▶ [What is being asked]
Look at the entries below and reproduce them exactly.

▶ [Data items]
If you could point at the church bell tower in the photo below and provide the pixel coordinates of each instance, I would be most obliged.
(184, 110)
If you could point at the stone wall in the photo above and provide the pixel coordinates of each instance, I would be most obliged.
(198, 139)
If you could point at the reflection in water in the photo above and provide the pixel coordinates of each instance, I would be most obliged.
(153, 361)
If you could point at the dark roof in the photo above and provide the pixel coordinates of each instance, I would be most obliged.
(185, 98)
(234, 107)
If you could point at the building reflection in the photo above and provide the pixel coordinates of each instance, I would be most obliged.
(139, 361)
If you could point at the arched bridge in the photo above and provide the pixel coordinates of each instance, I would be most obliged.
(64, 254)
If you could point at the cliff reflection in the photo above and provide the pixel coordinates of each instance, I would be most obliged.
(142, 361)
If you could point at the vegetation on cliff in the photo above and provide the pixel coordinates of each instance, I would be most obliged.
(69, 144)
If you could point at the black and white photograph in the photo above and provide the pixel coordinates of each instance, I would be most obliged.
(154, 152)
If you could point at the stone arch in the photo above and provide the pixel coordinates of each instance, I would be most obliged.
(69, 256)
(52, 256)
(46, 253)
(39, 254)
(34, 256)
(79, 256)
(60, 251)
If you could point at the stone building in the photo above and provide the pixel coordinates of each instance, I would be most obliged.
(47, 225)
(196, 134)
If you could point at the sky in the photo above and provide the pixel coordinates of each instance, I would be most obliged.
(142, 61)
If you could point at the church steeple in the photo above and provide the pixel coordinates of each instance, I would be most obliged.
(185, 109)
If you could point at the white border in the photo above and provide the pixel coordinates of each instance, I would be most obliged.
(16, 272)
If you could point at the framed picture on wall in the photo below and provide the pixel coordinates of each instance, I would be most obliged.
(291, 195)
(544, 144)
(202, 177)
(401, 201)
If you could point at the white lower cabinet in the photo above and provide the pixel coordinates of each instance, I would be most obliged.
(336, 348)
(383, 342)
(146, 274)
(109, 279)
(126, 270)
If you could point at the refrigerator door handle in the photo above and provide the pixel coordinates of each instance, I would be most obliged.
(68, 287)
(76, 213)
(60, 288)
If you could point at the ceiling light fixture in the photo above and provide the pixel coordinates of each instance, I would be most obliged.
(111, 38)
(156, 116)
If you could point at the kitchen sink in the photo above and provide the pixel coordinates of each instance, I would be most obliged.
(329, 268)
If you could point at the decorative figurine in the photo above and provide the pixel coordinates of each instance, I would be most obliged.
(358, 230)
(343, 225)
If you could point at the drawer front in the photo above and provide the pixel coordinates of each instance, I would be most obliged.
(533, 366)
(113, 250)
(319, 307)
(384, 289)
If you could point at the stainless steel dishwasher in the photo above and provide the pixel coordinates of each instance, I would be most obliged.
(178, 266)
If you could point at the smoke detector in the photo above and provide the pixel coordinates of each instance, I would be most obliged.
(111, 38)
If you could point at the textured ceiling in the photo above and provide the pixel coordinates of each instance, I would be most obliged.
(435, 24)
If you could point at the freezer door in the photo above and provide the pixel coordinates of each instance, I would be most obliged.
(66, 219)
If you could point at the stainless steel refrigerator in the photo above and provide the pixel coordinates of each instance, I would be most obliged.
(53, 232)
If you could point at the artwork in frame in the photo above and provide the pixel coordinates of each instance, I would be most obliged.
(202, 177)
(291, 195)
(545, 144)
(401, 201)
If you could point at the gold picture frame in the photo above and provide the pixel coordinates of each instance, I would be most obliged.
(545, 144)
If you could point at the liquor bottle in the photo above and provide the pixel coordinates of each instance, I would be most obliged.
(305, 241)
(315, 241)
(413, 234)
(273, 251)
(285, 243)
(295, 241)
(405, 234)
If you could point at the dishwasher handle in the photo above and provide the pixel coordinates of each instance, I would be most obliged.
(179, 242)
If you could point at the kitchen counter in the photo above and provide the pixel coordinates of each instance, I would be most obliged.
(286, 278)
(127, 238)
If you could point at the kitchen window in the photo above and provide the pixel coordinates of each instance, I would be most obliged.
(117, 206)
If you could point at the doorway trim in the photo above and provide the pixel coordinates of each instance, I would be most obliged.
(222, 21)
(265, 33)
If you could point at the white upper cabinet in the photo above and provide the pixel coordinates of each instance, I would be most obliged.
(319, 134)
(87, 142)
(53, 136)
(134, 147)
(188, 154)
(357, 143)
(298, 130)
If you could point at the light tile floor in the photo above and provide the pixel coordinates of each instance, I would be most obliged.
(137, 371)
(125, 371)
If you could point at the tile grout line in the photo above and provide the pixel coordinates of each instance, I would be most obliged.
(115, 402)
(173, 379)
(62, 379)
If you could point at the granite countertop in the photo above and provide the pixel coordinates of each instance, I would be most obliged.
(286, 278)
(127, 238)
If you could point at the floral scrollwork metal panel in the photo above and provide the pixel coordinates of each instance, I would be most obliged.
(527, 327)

▶ [Problem solution]
If you could point at the church bell tower in the photo below and provide the pixel coordinates of each instance, I would be most obliged.
(184, 110)
If you could point at the stone wall in the photo above and provide the pixel coordinates of each instance, I would be most obliged.
(198, 139)
If you could point at the reflection in water in the photo above and provide the pixel coordinates of each instance, I would be most obliged.
(153, 361)
If you could point at the dark roof in the photo above and provide the pixel coordinates of each instance, I would be most obliged.
(185, 98)
(234, 107)
If you could point at the building reflection in the photo above and provide the pixel coordinates of each instance, I would be most obliged.
(139, 361)
If you could point at the arched bridge in the photo above and provide the pixel coordinates of each instance, I would be most obliged.
(64, 254)
If you could point at the cliff reflection in the photo above and provide the pixel coordinates of each instance, I would be most obliged.
(142, 361)
If you could point at the vegetation on cliff in the photo above and provide the pixel coordinates of each instance, I would be most obliged.
(69, 144)
If you could point at the black and white photograph in the photo above and provide the pixel coordinates of each instance, I would be most obliged.
(154, 152)
If you could point at the stone arch in the photo above and provide the pixel coordinates of each instance, I would be most obliged.
(69, 256)
(52, 256)
(46, 253)
(39, 254)
(34, 256)
(79, 256)
(60, 251)
If you could point at the stone building in the photo above and provide the pixel coordinates of each instance, I would be most obliged.
(47, 225)
(196, 134)
If you could point at the sky in the photo above and provide the pixel coordinates of each instance, I would be most obliged.
(142, 61)
If you could point at the church steeple in the photo above and provide the pixel coordinates of each instance, I would be most obliged.
(185, 109)
If you could point at the white border in the photo above and provide the pixel coordinates of each instance, I would be most obliged.
(16, 272)
If you could point at the framed picture on wall in the photo below and provide the pixel coordinates of each instance, I would be most obliged.
(291, 195)
(544, 144)
(202, 177)
(401, 201)
If you could point at the white lower cabinet in the photo above and provide the pixel coordinates of each instance, I would be most obliged.
(336, 348)
(383, 342)
(146, 274)
(109, 279)
(126, 270)
If you could point at the refrigerator door handle in the photo above and provide the pixel coordinates of each instance, I would be most obliged.
(68, 287)
(76, 213)
(60, 288)
If you could point at the ceiling light fixture in the photo above and provide the pixel coordinates of each instance, I would be most obliged.
(111, 38)
(156, 116)
If you could point at the kitchen sink in the photo above and provide the pixel coordinates of each instance, I would be most obliged.
(329, 268)
If you could point at the decorative figurine in the photo above and provide the pixel coordinates of each instance, I would be most obliged.
(358, 230)
(343, 225)
If you could point at the drawer front in the photo above and provide the pixel coordinates of each instance, I would be most obliged.
(533, 366)
(113, 250)
(319, 307)
(384, 289)
If you could point at the stainless steel dishwasher in the photo above and provide the pixel coordinates of each instance, I would be most obliged.
(178, 266)
If you could point at the smoke detector in the photo above and provide the pixel coordinates of each instance, I would be most obliged.
(111, 38)
If you could point at the textured ceiling in the photo above and provide the pixel coordinates of each instance, I would be most obliged.
(435, 24)
If you could point at the freezer door in the photo above and provide the pixel coordinates of each instance, I would be most obliged.
(66, 219)
If you could point at the stainless steel refrigerator in the photo above and provide the pixel coordinates of each instance, I would be most obliged.
(53, 232)
If you could point at the artwork in frame in the photo above and provide the pixel coordinates of each instance, I would be most obliged.
(202, 177)
(291, 195)
(545, 144)
(401, 201)
If you could point at the gold picture frame in the photo above and provide the pixel coordinates of each instance, I would be most obliged.
(545, 144)
If you could point at the liquor bottle in the photo above and provide the pixel coordinates of each instance, I would be most obliged.
(305, 241)
(315, 241)
(413, 234)
(273, 251)
(285, 243)
(295, 241)
(405, 234)
If you could point at the dishwasher handle in the photo above and provide the pixel coordinates of each instance, I would be most obliged.
(179, 242)
If you could point at the kitchen counter in the photo above and provide the pixel coordinates of each instance, I would be most obliged.
(286, 278)
(127, 238)
If you could point at the kitchen window in the photo above and provide the pixel coordinates of each instance, I would be most obliged.
(117, 206)
If you could point at the doorway trim in the photo above and provide the pixel coordinates of each instance, I would be most obliged.
(222, 21)
(265, 33)
If you could point at the white upper cabinet in the photo above and provide the pixel coordinates of each instance, I would be most obliged.
(319, 134)
(87, 142)
(53, 136)
(134, 147)
(188, 154)
(357, 143)
(298, 130)
If you could point at the light tile floor in the photo above and provide the pixel coordinates of each instance, I would be most obliged.
(137, 371)
(125, 371)
If you could point at the tile grout line in the photo above and provide the pixel coordinates of each instance, I would be most obliged.
(115, 402)
(173, 379)
(62, 379)
If you could point at the granite countertop in the photo above and provide the pixel coordinates of each instance, I would be most obliged.
(286, 278)
(127, 238)
If you could point at the floral scrollwork metal panel in the photo above and provide the pixel coordinates of each instance, I would be most obliged.
(527, 327)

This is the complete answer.